**DATASET EXCERPTS:**
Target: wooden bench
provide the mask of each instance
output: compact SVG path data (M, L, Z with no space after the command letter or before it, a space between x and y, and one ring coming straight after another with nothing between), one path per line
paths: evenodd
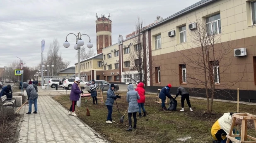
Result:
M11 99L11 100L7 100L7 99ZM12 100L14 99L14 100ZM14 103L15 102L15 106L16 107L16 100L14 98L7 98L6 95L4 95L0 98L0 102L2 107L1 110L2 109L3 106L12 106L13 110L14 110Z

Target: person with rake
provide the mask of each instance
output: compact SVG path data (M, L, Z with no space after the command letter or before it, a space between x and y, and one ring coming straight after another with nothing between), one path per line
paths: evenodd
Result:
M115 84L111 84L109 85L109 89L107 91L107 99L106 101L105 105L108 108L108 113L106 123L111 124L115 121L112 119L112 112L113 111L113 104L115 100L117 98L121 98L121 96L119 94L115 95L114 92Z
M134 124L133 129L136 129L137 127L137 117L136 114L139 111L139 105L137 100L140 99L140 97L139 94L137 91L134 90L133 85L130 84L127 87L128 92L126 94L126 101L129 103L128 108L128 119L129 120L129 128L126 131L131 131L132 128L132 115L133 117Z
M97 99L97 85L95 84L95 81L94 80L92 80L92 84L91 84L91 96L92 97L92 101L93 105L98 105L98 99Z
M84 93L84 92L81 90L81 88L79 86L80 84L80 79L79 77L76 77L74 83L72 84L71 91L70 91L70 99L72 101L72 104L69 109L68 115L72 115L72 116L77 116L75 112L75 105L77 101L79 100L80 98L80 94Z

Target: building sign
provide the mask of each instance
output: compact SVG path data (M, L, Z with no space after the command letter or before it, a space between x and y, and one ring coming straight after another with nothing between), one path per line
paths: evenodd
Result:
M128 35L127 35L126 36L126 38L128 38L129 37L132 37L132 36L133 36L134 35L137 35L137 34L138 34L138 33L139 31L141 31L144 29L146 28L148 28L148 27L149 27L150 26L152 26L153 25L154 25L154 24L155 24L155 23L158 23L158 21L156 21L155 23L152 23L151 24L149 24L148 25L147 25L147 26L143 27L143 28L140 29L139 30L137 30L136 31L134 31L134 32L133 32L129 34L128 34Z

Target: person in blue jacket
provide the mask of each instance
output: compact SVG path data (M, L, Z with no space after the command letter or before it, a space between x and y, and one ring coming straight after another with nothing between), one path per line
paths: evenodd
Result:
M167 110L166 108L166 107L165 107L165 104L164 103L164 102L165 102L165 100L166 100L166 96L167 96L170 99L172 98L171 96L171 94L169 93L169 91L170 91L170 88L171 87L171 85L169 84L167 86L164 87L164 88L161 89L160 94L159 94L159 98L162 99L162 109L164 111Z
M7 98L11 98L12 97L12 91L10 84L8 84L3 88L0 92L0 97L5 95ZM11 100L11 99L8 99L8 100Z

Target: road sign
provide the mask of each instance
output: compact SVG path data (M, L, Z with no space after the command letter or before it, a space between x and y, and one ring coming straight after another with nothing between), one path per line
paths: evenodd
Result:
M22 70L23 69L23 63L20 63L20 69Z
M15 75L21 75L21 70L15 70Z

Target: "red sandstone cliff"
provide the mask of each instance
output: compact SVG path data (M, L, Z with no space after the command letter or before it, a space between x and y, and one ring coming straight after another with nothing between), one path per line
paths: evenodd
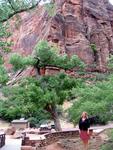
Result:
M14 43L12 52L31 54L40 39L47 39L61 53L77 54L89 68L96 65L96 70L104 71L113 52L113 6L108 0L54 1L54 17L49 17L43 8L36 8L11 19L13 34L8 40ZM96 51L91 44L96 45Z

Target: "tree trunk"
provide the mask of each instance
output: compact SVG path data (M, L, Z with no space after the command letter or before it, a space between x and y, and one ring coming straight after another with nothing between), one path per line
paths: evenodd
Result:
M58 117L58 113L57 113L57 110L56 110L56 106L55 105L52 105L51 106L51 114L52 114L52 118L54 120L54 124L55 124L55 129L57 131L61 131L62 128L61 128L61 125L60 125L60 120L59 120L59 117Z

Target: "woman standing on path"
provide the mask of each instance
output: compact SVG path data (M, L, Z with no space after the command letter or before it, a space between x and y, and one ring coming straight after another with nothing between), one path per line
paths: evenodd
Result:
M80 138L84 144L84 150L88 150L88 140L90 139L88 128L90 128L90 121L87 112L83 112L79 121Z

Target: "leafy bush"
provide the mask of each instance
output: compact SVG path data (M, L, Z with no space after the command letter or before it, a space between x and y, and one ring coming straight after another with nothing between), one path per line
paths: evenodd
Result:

**TASK PROMPT:** Rewrite all of the lines above as a numbered list, skipping the blank ones. Leave the pictures out.

**FINISHED ANSWER:**
1. Target: wooden bench
2. provide the mask of each instance
3. output: compact SVG path data (M, L, Z with no space after the command letter or before it, a space between x and y, and one ring coming straight after another with nothing between), one path per line
4. paths: evenodd
5. Result:
6. M11 99L11 100L7 100L7 99ZM12 100L14 99L14 100ZM14 103L15 102L15 106L16 107L16 100L14 98L7 98L6 95L4 95L0 98L0 102L2 107L1 110L2 109L3 106L12 106L13 110L14 110Z
7. Target: person with rake
8. provide the mask of each instance
9. output: compact SVG path data (M, L, Z with no space after the command letter or before it, a space between x and y, and one ring coming straight after another with nothing between), one path per line
10. paths: evenodd
11. Result:
12. M115 84L111 84L109 85L109 89L107 91L107 99L106 101L105 105L108 108L108 113L106 123L111 124L115 121L112 119L112 112L113 111L113 104L115 100L117 98L121 98L121 96L119 94L115 95L114 92Z
13. M134 124L133 129L136 129L137 127L137 117L136 114L139 111L139 105L137 100L140 99L140 97L139 94L137 91L134 90L133 85L130 84L127 87L128 92L126 94L126 101L129 103L128 108L128 119L129 120L129 128L126 131L131 131L132 128L132 115L133 117Z
14. M97 99L97 85L95 84L95 81L94 80L92 80L92 84L91 84L91 96L92 97L92 101L93 105L98 105L98 99Z
15. M84 93L84 92L81 90L81 88L79 86L80 84L80 79L79 77L76 77L74 83L72 84L71 91L70 91L70 99L72 101L72 104L69 109L68 115L72 115L72 116L77 116L75 112L75 105L77 101L79 100L80 98L80 94Z
16. Target: building sign
17. provide the mask of each instance
18. output: compact SVG path data (M, L, Z with no space after the command letter or before it, a space between x and y, and one ring coming straight after another with nothing between), one path per line
19. paths: evenodd
20. Result:
21. M128 35L127 35L126 36L126 38L128 38L129 37L132 37L132 36L133 36L134 35L137 35L137 34L138 34L138 33L139 31L141 31L144 29L146 28L148 28L148 27L149 27L150 26L152 26L153 25L154 25L154 24L155 24L155 23L158 23L158 21L156 21L155 23L152 23L151 24L149 24L148 25L147 25L147 26L143 27L143 28L140 29L139 30L137 30L136 31L134 31L134 32L133 32L129 34L128 34Z
22. Target: person in blue jacket
23. provide the mask of each instance
24. output: compact SVG path data (M, L, Z with no space after the command letter or before it, a space between x and y, and one ring coming straight after another with nothing between), one path per line
25. paths: evenodd
26. Result:
27. M167 110L166 108L166 107L165 107L165 104L164 103L164 102L165 102L165 100L166 100L166 96L167 96L170 99L172 98L171 96L171 94L169 93L169 91L170 91L170 88L171 87L171 85L169 84L167 86L164 87L164 88L161 89L160 94L159 94L159 98L162 99L162 109L164 111Z
28. M7 98L11 98L12 97L12 91L10 84L8 84L3 88L0 92L0 97L5 95ZM11 100L11 99L8 99L8 100Z
29. Target: road sign
30. provide the mask of each instance
31. output: compact SVG path data (M, L, Z with no space after the command letter or before it, a space between x and y, and one ring coming straight after another with nothing between), one path per line
32. paths: evenodd
33. Result:
34. M22 70L23 69L23 63L20 63L20 69Z
35. M15 75L21 75L21 70L15 70Z
36. Target: "red sandstone cliff"
37. provide the mask of each instance
38. output: compact SVG path data (M, L, Z with no space after the command letter or before it, a space between x and y, and one ring coming straight after another with nothing between), one path per line
39. paths: evenodd
40. Result:
41. M14 43L12 52L31 54L40 39L47 39L61 53L77 54L89 68L96 65L96 70L104 71L113 52L113 6L108 0L54 1L54 17L49 17L43 8L36 8L11 19L13 34L8 40ZM96 51L91 44L96 45Z
42. Target: "tree trunk"
43. provide the mask of each instance
44. output: compact SVG path data (M, L, Z with no space after the command letter or before it, a space between x and y, and one ring coming straight after another with nothing between), one path per line
45. paths: evenodd
46. Result:
47. M58 117L58 113L57 113L57 110L56 110L56 106L55 105L52 105L51 106L51 114L52 114L52 118L54 120L54 124L55 124L55 129L57 131L61 131L62 128L61 128L61 125L60 125L60 120L59 120L59 117Z
48. Target: "woman standing on path"
49. provide the mask of each instance
50. output: compact SVG path data (M, L, Z with no space after the command letter or before it, a space between x and y, and one ring coming straight after another with nothing between), one path per line
51. paths: evenodd
52. Result:
53. M80 138L84 144L84 150L88 150L88 140L90 139L88 128L90 128L90 121L87 112L83 112L79 121Z
54. Target: "leafy bush"
55. provide the mask of each instance
56. output: compact SVG path data (M, L, Z with no space after the command letter or before it, a space between x and y, and one ring coming straight after another with nothing between), one path per line
57. paths: evenodd
58. Result:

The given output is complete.